[Labeled contour entries]
━━━

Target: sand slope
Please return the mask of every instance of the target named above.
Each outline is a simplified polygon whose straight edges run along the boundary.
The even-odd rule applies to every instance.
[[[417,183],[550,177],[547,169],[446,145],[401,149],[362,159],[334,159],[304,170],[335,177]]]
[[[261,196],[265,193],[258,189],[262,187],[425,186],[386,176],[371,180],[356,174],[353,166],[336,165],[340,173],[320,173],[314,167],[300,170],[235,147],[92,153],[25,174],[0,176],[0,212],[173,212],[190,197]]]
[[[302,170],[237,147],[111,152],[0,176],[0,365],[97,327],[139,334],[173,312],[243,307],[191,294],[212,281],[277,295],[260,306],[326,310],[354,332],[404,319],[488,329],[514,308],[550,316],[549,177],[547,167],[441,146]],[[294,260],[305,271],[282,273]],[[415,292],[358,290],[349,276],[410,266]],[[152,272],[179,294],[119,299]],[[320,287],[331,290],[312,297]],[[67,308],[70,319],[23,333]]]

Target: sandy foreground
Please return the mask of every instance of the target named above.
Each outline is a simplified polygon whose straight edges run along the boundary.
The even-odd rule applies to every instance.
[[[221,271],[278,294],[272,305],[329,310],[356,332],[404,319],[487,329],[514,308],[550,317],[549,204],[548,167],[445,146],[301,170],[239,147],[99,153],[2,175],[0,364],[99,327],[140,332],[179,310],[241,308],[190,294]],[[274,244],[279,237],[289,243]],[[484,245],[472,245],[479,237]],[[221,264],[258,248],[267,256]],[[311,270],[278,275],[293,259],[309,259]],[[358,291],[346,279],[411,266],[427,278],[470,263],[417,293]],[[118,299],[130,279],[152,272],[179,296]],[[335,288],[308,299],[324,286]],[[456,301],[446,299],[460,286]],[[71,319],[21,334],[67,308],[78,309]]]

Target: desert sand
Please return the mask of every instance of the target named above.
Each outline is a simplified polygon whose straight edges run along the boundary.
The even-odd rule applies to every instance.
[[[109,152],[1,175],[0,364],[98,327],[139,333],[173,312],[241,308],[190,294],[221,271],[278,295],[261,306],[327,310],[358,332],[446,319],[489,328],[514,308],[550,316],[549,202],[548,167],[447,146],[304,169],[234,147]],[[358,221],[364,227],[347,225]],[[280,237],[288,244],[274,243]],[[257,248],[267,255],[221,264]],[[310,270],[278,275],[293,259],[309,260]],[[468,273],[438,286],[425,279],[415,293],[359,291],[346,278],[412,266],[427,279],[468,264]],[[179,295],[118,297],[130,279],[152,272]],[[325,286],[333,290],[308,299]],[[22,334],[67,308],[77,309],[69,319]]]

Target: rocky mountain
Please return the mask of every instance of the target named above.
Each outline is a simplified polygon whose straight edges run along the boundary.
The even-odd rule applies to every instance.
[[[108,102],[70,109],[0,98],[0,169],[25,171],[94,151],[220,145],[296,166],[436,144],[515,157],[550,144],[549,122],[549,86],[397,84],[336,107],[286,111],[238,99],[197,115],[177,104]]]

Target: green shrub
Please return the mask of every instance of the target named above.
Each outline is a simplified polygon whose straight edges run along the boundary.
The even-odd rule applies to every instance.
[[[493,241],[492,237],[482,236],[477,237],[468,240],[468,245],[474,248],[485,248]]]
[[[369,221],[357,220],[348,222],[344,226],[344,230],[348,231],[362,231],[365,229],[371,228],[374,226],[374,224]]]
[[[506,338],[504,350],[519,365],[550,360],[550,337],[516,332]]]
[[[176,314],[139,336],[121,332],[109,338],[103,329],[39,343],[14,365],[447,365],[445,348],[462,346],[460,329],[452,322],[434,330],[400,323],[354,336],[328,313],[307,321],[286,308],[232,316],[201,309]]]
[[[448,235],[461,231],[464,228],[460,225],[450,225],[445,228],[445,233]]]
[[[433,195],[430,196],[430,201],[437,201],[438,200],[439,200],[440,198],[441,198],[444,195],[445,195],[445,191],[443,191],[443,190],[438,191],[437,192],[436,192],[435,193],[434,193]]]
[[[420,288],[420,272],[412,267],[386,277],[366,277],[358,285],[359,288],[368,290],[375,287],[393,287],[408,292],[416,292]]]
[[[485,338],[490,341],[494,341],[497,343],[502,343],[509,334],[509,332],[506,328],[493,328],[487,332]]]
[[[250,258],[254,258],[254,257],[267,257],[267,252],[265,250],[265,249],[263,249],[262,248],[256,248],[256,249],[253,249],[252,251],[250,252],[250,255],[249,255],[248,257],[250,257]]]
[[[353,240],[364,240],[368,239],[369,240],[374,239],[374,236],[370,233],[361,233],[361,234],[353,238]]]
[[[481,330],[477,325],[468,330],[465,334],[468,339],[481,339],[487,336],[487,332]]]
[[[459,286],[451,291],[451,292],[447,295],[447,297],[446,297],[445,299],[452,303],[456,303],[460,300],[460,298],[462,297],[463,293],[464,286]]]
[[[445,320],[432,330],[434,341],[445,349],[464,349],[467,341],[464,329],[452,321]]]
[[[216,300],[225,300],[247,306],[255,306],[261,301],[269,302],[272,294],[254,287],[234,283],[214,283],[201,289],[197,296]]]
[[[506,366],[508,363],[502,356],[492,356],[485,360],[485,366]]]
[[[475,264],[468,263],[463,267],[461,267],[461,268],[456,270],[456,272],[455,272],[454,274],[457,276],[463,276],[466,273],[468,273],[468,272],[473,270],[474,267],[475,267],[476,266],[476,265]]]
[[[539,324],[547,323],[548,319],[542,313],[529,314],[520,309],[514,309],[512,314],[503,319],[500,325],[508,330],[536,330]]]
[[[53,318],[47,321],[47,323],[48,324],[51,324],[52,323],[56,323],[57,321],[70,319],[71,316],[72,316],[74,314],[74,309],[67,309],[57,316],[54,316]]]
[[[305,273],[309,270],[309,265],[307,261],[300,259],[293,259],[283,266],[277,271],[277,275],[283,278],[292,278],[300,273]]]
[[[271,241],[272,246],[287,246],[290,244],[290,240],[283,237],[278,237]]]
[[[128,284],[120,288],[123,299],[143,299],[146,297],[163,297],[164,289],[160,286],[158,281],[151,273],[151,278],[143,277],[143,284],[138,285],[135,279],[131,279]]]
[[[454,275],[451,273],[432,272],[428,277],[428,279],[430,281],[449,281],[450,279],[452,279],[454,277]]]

━━━

• BRIEF
Please reproduce the entire listing above, character for character.

• TASK OUTPUT
Target: sand slope
Please return the mask of every instance of the target named above.
Each outline is a simplified polygon whose straight edges run along the boundary.
The even-odd rule applies to every instance.
[[[417,183],[550,177],[547,169],[446,145],[401,149],[362,159],[334,159],[304,170],[335,177]]]
[[[261,196],[265,193],[258,189],[262,187],[425,186],[386,176],[371,180],[356,174],[353,166],[336,165],[340,173],[320,173],[314,167],[300,170],[235,147],[92,153],[25,174],[0,176],[0,212],[173,212],[190,197]]]
[[[302,170],[237,147],[111,152],[0,176],[0,365],[97,327],[139,334],[173,312],[243,307],[191,294],[212,281],[277,295],[260,306],[326,310],[354,332],[404,319],[488,329],[514,308],[550,316],[549,177],[547,167],[441,146]],[[294,260],[305,271],[282,273]],[[415,292],[358,290],[349,276],[410,266]],[[152,272],[179,294],[119,299]],[[320,287],[331,290],[312,297]],[[67,308],[70,319],[23,333]]]

Target: sandy foreground
Please return the mask of every instance of the target named above.
Each outline is a simplified polygon whose straight edges run along the boundary.
The even-odd rule applies to every instance.
[[[221,271],[278,294],[272,305],[329,310],[356,332],[404,319],[487,329],[514,308],[550,317],[549,204],[548,167],[445,146],[301,170],[239,147],[99,153],[2,175],[0,364],[99,327],[140,332],[179,310],[241,308],[190,294]],[[274,244],[279,237],[289,243]],[[484,245],[472,245],[479,237]],[[221,264],[258,248],[267,256]],[[311,270],[278,275],[293,259],[309,259]],[[358,291],[346,279],[411,266],[427,278],[470,263],[417,293]],[[118,299],[130,279],[152,272],[179,296]],[[335,288],[308,299],[324,286]],[[456,301],[446,299],[460,286]],[[71,319],[21,334],[67,308],[78,309]]]

Target: desert sand
Please return the mask of every instance of the target named above.
Each outline is a simplified polygon whose straight edges run along the boundary.
The even-odd rule applies to every instance.
[[[109,152],[1,175],[0,364],[98,327],[139,333],[173,312],[241,308],[190,294],[221,271],[278,295],[261,306],[327,310],[358,332],[446,319],[489,328],[514,308],[550,316],[549,202],[548,167],[447,146],[304,169],[234,147]],[[358,221],[364,227],[347,225]],[[280,237],[288,244],[274,243]],[[257,248],[267,255],[221,264]],[[310,270],[278,275],[293,259],[309,260]],[[468,273],[438,286],[425,279],[415,293],[359,291],[346,278],[412,266],[427,279],[468,264]],[[179,295],[118,297],[130,279],[152,272]],[[325,286],[333,290],[308,299]],[[22,334],[67,308],[77,309],[69,319]]]

Target: rocky mountain
Please return the mask of every instance of the target named above.
Each outline is a simplified polygon whose straight edges run along the boundary.
The even-odd rule applies to every instance.
[[[108,102],[70,109],[0,98],[0,169],[25,171],[94,151],[220,145],[296,166],[436,144],[515,157],[550,144],[549,122],[549,86],[397,84],[336,107],[286,111],[238,99],[197,115],[177,104]]]

Target: green shrub
Please return the mask of every instance of the target named above.
Each outline is a simplified polygon whose straight edges run along the boundary.
The even-odd rule applies to every instance.
[[[493,241],[492,237],[482,236],[477,237],[468,240],[468,245],[474,248],[485,248]]]
[[[369,221],[357,220],[348,222],[344,226],[344,230],[348,231],[362,231],[365,229],[371,228],[374,226],[374,224]]]
[[[506,338],[504,350],[519,365],[550,360],[550,337],[516,332]]]
[[[176,314],[139,336],[121,332],[109,338],[103,329],[39,343],[14,365],[447,365],[445,348],[462,346],[460,329],[452,322],[434,330],[400,323],[354,336],[328,313],[307,321],[286,308],[232,316],[201,309]]]
[[[448,235],[461,231],[464,228],[460,225],[450,225],[445,228],[445,233]]]
[[[433,195],[430,196],[430,201],[437,201],[438,200],[439,200],[440,198],[441,198],[444,195],[445,195],[445,191],[443,191],[443,190],[438,191],[437,192],[436,192],[435,193],[434,193]]]
[[[420,288],[420,272],[412,267],[386,277],[366,277],[358,285],[359,288],[368,290],[375,287],[393,287],[408,292],[416,292]]]
[[[485,338],[490,341],[494,341],[497,343],[502,343],[509,334],[509,332],[506,328],[493,328],[487,332]]]
[[[250,258],[254,258],[254,257],[267,257],[267,252],[265,250],[265,249],[263,249],[262,248],[256,248],[256,249],[253,249],[252,251],[250,252],[250,255],[249,255],[248,257],[250,257]]]
[[[353,240],[364,240],[368,239],[369,240],[374,239],[374,236],[370,233],[361,233],[361,234],[353,238]]]
[[[481,330],[477,325],[468,330],[465,334],[468,339],[481,339],[487,336],[487,332]]]
[[[459,286],[451,291],[451,292],[447,295],[447,297],[446,297],[445,299],[452,303],[456,303],[460,300],[460,298],[462,297],[463,293],[464,286]]]
[[[445,320],[432,330],[434,341],[445,349],[464,349],[467,341],[464,329],[452,321]]]
[[[216,300],[225,300],[247,306],[255,306],[261,301],[269,302],[272,294],[254,287],[234,283],[214,283],[201,289],[197,296]]]
[[[506,366],[508,363],[502,356],[492,356],[485,360],[485,366]]]
[[[475,264],[468,263],[463,267],[461,267],[461,268],[456,270],[456,272],[455,272],[454,274],[457,276],[463,276],[466,273],[468,273],[468,272],[473,270],[474,267],[475,267],[476,266],[476,265]]]
[[[539,324],[547,323],[548,319],[542,313],[529,314],[520,309],[514,309],[512,314],[503,319],[500,325],[508,330],[536,330]]]
[[[53,318],[47,321],[47,323],[48,324],[51,324],[52,323],[56,323],[57,321],[70,319],[71,316],[72,316],[74,314],[74,309],[67,309],[57,316],[54,316]]]
[[[305,273],[309,270],[309,265],[307,261],[300,259],[293,259],[283,266],[277,271],[277,275],[283,278],[292,278],[300,273]]]
[[[271,241],[272,246],[287,246],[290,244],[290,240],[283,237],[278,237]]]
[[[128,284],[120,288],[123,299],[143,299],[146,297],[163,297],[164,289],[160,286],[158,281],[151,273],[151,278],[143,277],[143,284],[138,285],[135,279],[131,279]]]
[[[454,275],[451,273],[432,272],[428,277],[428,279],[430,281],[449,281],[450,279],[452,279],[454,277]]]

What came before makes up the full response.